(Dataset rows on where objects appear)

:::

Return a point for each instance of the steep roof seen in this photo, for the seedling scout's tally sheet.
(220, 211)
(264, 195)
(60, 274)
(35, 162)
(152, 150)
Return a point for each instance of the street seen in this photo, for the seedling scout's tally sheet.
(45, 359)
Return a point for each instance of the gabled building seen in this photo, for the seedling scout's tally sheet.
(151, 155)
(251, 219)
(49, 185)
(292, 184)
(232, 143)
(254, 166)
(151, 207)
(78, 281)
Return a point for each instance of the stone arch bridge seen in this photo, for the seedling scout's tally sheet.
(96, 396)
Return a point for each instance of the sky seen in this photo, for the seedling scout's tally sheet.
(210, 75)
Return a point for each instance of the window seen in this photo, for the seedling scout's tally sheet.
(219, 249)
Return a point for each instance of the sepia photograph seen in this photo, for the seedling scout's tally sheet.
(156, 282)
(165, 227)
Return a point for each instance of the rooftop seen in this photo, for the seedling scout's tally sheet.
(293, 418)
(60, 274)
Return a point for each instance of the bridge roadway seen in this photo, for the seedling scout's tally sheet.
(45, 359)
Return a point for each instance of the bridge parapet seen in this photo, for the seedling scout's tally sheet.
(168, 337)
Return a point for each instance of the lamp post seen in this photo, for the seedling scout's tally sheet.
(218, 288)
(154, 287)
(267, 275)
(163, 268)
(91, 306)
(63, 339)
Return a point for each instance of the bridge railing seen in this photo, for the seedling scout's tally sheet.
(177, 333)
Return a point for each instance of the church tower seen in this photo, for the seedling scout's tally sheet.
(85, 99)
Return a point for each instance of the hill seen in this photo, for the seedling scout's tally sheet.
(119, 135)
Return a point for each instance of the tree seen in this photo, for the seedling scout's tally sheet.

:::

> **Description of the task**:
Rewrite all of the material above, replacing "tally sheet" with "count log" each time it occurs and keeping everything else unchanged.

> **Result for this exercise**:
Return a point for each instance of the steep roof seen in this photo, for the seedling scout's count log.
(220, 211)
(264, 195)
(60, 274)
(35, 162)
(152, 150)
Return a point for each instance of the street seen in this photo, for the seedling scout's count log.
(45, 359)
Return a point for each instance of the gabled building seen in this photo, for the seedling scout's count log.
(151, 155)
(251, 219)
(49, 185)
(292, 184)
(232, 143)
(254, 166)
(151, 207)
(78, 281)
Return a point for each instance of the stone arch bridge seen in this photo, for the seedling scout's count log.
(96, 396)
Return a point for each instance of the sky seen in this photo, for the seedling scout's count log.
(210, 75)
Return a point for each instance of the window seen in this photo, for the seedling scout's count log.
(219, 249)
Return a point for each instance of the sepia photograph seen in this photo, for the seedling scout's count log.
(156, 282)
(165, 227)
Return a point for each instance of the rooftop seen in this photo, for the seedling scout's count log.
(293, 418)
(60, 274)
Return a point for each instance of the bridge roadway seen in this photo, for the seedling scout's count log.
(45, 359)
Return a point for each instance of the bridge parapet seen in this photo, for the seedling scout's count log.
(168, 337)
Return a point for each instance of the lamp post seen in this photo, for the seedling scout's count log.
(218, 288)
(154, 287)
(267, 275)
(163, 268)
(91, 306)
(63, 339)
Return a point for each instance of the bridge railing seen in this photo, for the seedling scout's count log.
(177, 333)
Return a point for each instance of the church tower seen in this photo, for the seedling scout's count log.
(85, 99)
Return a point for each instance of the hill seen in this photo, for the seedling scout's count log.
(119, 135)
Return a point for each instance of the tree seen in this photo, for the seedling scout's count log.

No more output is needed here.